Work order » Scan the listing and copy each line where the word "fuselage" is present.

Record extracts »
· · ·

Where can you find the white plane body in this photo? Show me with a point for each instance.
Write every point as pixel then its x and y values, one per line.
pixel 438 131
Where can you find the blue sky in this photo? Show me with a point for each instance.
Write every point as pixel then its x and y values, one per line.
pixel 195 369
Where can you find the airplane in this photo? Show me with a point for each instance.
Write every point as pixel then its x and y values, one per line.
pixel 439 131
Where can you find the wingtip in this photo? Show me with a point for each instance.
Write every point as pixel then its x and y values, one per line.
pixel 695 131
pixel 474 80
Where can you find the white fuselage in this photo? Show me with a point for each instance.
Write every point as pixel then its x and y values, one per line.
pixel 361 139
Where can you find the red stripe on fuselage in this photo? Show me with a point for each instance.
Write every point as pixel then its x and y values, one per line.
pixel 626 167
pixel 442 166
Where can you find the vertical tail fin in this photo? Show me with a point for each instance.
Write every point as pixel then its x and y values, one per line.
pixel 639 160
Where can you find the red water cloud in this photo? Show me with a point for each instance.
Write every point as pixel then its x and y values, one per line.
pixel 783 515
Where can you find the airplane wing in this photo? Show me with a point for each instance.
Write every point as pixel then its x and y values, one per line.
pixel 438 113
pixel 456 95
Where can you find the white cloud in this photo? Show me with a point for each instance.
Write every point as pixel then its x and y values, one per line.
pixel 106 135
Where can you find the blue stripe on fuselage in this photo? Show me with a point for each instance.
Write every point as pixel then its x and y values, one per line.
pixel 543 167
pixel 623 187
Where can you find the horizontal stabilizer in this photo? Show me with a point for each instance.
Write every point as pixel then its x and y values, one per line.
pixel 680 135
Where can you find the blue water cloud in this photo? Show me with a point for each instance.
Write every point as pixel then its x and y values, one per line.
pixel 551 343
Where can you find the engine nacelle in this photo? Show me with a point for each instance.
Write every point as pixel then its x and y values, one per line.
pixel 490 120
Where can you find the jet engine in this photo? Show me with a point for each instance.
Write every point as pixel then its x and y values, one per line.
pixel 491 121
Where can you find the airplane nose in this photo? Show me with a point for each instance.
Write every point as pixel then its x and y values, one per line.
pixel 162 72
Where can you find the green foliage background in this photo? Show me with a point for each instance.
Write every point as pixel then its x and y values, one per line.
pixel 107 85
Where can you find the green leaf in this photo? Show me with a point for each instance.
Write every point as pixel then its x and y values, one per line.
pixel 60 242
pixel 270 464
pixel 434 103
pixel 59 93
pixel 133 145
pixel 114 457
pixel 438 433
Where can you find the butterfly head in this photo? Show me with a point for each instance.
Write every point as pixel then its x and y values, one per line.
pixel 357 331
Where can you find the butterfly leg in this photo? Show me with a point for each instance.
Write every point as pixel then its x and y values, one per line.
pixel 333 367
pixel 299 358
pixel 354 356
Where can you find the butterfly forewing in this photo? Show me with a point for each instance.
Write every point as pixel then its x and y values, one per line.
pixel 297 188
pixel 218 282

· · ·

Expected output »
Where can you find the white fuselage in this photo? Show me with a point for each instance.
Where can you find the red stripe on fuselage in this photo? Show me with a point for each instance.
Where can you find the blue stripe on fuselage in this photo? Show me with a point for each instance.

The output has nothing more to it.